Point localization data:
----
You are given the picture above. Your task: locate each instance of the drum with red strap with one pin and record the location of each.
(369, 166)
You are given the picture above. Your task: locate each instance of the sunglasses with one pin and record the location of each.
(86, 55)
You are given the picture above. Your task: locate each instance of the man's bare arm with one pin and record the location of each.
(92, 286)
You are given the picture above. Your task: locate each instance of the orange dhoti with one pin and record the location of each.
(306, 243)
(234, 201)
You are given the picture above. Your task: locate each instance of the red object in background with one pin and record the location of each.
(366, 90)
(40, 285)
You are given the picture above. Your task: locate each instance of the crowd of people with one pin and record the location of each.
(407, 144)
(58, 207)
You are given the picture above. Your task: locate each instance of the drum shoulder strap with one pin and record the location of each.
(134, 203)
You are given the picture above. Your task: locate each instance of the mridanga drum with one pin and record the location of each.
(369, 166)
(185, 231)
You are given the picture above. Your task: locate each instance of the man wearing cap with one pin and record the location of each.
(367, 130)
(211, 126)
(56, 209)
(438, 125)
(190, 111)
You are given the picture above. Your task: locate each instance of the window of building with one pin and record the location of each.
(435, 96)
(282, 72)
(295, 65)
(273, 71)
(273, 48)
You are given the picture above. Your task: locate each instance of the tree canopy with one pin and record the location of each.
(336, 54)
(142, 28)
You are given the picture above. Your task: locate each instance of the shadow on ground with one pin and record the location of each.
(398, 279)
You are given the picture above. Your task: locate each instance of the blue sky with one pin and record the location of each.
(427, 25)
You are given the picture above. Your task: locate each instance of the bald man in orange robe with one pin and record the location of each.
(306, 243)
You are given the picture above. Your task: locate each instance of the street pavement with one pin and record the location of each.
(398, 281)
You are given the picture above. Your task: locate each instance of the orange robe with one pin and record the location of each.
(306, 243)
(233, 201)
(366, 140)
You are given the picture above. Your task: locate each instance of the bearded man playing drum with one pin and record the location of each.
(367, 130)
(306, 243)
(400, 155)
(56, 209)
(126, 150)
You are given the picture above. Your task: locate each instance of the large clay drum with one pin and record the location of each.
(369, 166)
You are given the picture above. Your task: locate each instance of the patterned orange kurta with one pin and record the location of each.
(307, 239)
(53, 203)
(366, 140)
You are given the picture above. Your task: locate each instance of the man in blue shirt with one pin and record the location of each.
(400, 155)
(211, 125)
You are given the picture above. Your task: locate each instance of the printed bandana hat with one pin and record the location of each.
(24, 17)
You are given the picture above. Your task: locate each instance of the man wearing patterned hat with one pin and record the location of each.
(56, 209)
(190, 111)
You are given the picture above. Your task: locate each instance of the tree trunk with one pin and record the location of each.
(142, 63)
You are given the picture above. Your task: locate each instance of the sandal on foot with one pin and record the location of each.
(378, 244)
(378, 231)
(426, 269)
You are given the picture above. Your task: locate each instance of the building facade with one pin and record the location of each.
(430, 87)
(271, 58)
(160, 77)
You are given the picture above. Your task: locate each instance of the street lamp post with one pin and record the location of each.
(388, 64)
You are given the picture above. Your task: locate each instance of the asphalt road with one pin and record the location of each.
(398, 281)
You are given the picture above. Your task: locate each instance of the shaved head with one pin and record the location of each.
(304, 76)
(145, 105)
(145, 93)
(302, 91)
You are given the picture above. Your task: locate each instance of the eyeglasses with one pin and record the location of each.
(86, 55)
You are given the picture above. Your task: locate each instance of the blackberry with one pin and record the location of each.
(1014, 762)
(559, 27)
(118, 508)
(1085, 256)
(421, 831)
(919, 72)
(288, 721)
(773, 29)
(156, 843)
----
● **ASSIGNED TASK**
Copy every line above exactly.

● **ANSWER BOX**
You are given the picture above. Your task: locate each instance of the drum with red strap with one pin and record the location of each.
(369, 166)
You are given the picture above. Your task: locate each instance of the sunglasses with one pin and record the location of each.
(86, 55)
You are given the picture above. Your task: locate each instance of the man's bare arm with one pin and record the location of each.
(92, 286)
You are given the picture above. Your task: locate each instance of the orange dhoti with one pin and record the location of each.
(306, 243)
(234, 201)
You are given the picture above. Your task: locate each instance of the red object in background with one pin and record the location of each.
(366, 90)
(40, 285)
You are given the picture above. Your task: locate each instance of the crowd of people with one pin and record the location of each.
(407, 144)
(58, 207)
You are given the picture above. Your task: locate each instance of the drum shoulder strap with one pin and record the location of each.
(134, 203)
You are given the picture above. Your task: locate each instance of the mridanga drum with one pin and record the location of each.
(369, 166)
(185, 231)
You are given the picture above. Your task: locate each instance of the man wearing cap with one pin and record the location of each.
(367, 130)
(211, 126)
(56, 209)
(438, 125)
(190, 111)
You are given the picture above. Your task: locate each instance of the window of building with one pin and record the location of each.
(435, 96)
(282, 72)
(295, 65)
(273, 71)
(273, 48)
You are given the picture above. Your task: locate each instance of the tree canopy with one pin and record the location of each.
(336, 54)
(142, 28)
You are given the picture above. Your task: locate each instance of the shadow on ground with one pin and record the location of each.
(398, 279)
You are given the picture above. Your task: locate each instance of the blue sky with one pin and record the location of each.
(427, 25)
You are given the picture above. Your task: locate each instance of the bald man in orange robe with one pin and record the location of each.
(306, 243)
You are given the picture above. Your task: locate each instance of the street pavement with one pin and record the location of each.
(398, 281)
You are given the picture above. Your task: locate each instance of the orange robe with one pin and record the location of each.
(306, 243)
(233, 201)
(366, 140)
You are given the picture above. Your task: locate each instance of the bearded man playing drum with one pin and record the location of each.
(367, 130)
(306, 243)
(400, 155)
(56, 209)
(126, 150)
You are given the picture above. Your task: locate each instance of the large clay drum with one pin and record the location of each.
(369, 166)
You are given the picture above. Your task: locate each instance of the patterned orange kurta with one pin and record the location of each.
(307, 239)
(53, 203)
(366, 140)
You are given the picture above. Your task: locate each instance of the man in blue shirt with one pin and record the location of each.
(400, 155)
(211, 125)
You are given the picture above. Your task: locate each instance of the printed bandana hat with one pin and record the location of each.
(24, 17)
You are given the picture above. Your task: locate each instance of the man wearing patterned hat with one pin and record the location of each.
(56, 209)
(190, 111)
You are given the picture above. Your task: locate each instance of the tree trunk with one pin and record the location of each.
(142, 63)
You are given the picture above. Your task: locate each instance of the sandal on foot with one pin and record the location of each.
(378, 244)
(378, 231)
(426, 269)
You are given the picture above. Your task: locate each instance of the building facade with one pin and record the location of each.
(430, 87)
(271, 58)
(160, 77)
You are given the picture above. Your task: locate each instance of the street lamp post with one pin and record the location of each.
(388, 64)
You are given the picture above. Your task: locate each instance of the asphalt road with one pin and record the location of each.
(398, 281)
You are given the picture above. Your task: locate each instance of the shaved head with one pin and record the location of each.
(304, 76)
(145, 105)
(145, 93)
(302, 91)
You are given the picture above. Your task: locate each instance of the eyeglasses with one pin and record the location of each.
(86, 55)
You are given the picture above. Your task: locate each instance of the blackberry with one pin and record the location of each.
(1014, 762)
(559, 27)
(118, 508)
(1085, 256)
(421, 831)
(919, 72)
(288, 721)
(773, 29)
(156, 843)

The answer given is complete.